Alla fine degli anni Sessanta, invece, non si arrivava nemmeno a 500 richieste l’anno.

Fare una stima della percentuale di coppie infertili nel mondo e in Italia risulta particolarmente problematico, anche a causa delle inevitabili difficoltà che comporta quantificare le nuove coppie che si formano di continuo fuori dal matrimonio e che non è possibile censire.

Il dato più attendibile proviene dall’Organizzazione Mondiale della Sanità, che stima come nei paesi industrializzati circa il 10-20% delle coppie soffra di problemi di fertilità.

Per quanto riguarda l’infertilità maschile in Italia, un dato certo è che nonostante negli ultimi anni gli uomini abbiano preso maggior coscienza del loro ruolo primario nelle difficoltà legate al concepimento, la quasi totalità della popolazione maschile (90%) non fa prevenzione e non consulta un andrologo preventivamente. Questo è un dato allarmante considerando che molti casi d’infertilità maschile hanno origine da patologie uro-genitali e in molti casi prevenzione e cura risolverebbero facilmente il problema.

Un altro dato rilevante è che il 50% degli uomini italiani non si sottopone ad alcuna visita andrologica, nemmeno a seguito di diagnosi di infertilità, la quale viene presa in considerazione da parte degli uomini solo nel momento in cui cercano un figlio.

In alcuni casi le cause dell’infertilità maschile risalgono all’età pediatrica, mentre la diagnosi coincide quasi sempre con l’emergere, in età adulta, delle difficoltà di concepimento. Individuare le cause risulta allora difficile e l’unico elemento diagnostico facilmente riconoscibile rimane l’alterazione del liquido seminale.

Per un primo inquadramento dell’infertilità maschile è quindi obbligatorio effettuare almeno due valutazioni del liquido seminale: la valutazione delle caratteristiche degli spermatozoi e quella del liquido seminale.

[Voci da una raccolta di dati]
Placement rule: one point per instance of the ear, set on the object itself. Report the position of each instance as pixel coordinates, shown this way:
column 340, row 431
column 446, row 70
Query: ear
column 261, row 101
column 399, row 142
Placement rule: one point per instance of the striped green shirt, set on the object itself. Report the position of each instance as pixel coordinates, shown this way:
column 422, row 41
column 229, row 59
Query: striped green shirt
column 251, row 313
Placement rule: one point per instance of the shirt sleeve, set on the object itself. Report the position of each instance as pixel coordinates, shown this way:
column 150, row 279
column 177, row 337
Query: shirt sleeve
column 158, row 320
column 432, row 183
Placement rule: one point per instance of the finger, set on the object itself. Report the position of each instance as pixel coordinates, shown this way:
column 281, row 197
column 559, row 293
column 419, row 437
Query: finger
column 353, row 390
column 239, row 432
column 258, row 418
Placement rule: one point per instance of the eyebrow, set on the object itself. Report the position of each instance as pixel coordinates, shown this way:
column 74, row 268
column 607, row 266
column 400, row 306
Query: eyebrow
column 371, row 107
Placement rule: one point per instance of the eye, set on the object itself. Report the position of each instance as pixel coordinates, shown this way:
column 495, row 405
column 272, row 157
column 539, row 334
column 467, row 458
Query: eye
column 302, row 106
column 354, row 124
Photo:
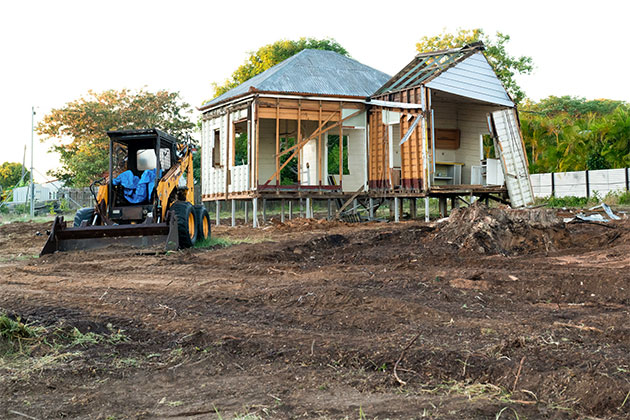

Consegne dell'esercizio »
[1] Rispondi a queste domande sull'estratto dedicato all'infertilità:
(a) Secondo l'Organizzazione Mondiale della Sanità, quale percentuale di coppie nei paesi industrializzati soffre di problemi di fertilità?
(b) Quale percentuale di uomini italiani non si sottopone ad alcuna visita andrologica?
(c) Quante valutazioni del liquido seminale sono obbligatorie per un primo inquadramento dell'infertilità maschile?
[2] Prosegui l'estratto dedicato all'infertilità a partire dalla sua ultima frase.

Soluzioni »
[1]
(a) Circa il 10-20%.
(b) Il 50%.
(c) Almeno due.

[2]
L’interpretazione dei parametri dell’esame del liquido seminale, integrati con i dati clinici, rappresentano ad oggi il principale ed essenziale strumento diagnostico.

L’obiettivo del trattamento dell’infertilità maschile è quello di migliorare la qualità del seme del paziente e/o l’efficienza dei suoi spermatozoi. Il trattamento di un fattore causale o della oligozoospermia idiopatica (riduzione della concentrazione degli spermatozoi) può determinare un aumento di probabilità di concepimento naturale; inoltre può migliorare la probabilità di successo delle tecniche di fecondazione assistita o consentire di utilizzare tecniche meno aggressive: un terzo degli uomini infertili, una volta sottoposti alle cure adeguate, riesce a concepire naturalmente, mentre gli altri aumentano le possibilità di successo della fecondazione assistita.

Un corretto e tempestivo trattamento dell’uomo consente quindi di: ridurre gli interventi sulla partner e i rischi per la prole, diminuire i costi per la coppia e per la società e aumentare le reali probabilità di concepimento.